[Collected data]
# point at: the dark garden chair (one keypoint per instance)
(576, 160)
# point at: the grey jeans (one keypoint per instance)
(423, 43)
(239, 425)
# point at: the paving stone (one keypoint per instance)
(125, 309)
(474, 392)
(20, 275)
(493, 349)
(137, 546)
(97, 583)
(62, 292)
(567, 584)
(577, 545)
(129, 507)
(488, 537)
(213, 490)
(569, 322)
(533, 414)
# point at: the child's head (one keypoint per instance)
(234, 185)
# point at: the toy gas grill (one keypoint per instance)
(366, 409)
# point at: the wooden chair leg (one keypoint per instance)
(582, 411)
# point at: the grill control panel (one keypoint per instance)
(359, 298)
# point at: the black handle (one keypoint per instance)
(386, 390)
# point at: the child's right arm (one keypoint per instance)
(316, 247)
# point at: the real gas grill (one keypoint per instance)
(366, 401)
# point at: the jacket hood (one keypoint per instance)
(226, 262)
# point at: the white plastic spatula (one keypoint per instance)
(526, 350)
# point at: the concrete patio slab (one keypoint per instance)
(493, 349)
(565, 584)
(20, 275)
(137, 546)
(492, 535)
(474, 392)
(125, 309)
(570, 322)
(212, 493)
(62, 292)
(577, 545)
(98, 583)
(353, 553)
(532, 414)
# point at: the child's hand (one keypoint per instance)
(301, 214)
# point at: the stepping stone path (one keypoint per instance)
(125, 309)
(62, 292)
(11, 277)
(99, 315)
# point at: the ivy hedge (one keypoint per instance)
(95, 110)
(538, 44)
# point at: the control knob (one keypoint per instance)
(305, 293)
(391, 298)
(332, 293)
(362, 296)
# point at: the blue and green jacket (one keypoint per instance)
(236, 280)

• _Set problem_
Print the lines exactly, starting with the line that contains "# point at: the child's right" and going on through the last of the lines.

• _The reply_
# point at: the child's right arm (one keypoint per instance)
(316, 247)
# point at: the real gas grill (one keypoint per instance)
(366, 401)
# point at: the jacket hood (one keypoint per instance)
(226, 262)
# point at: the white plastic spatula (one keypoint per instance)
(526, 350)
# point at: the concrete patio slab (one keypoint per instance)
(493, 349)
(565, 584)
(20, 275)
(137, 546)
(492, 535)
(474, 392)
(125, 309)
(570, 322)
(212, 493)
(62, 292)
(577, 545)
(98, 583)
(353, 553)
(532, 414)
# point at: the child's hand (one keypoint per instance)
(301, 214)
# point at: the stepping stone path (one keypoint per instance)
(125, 309)
(62, 292)
(11, 277)
(99, 315)
# point at: the ivy hedge (one keypoint per instance)
(95, 110)
(538, 44)
# point at: the control knob (one keypoint per instance)
(305, 293)
(391, 298)
(332, 293)
(362, 296)
# point at: the blue and green jacket (one keypoint per instance)
(236, 280)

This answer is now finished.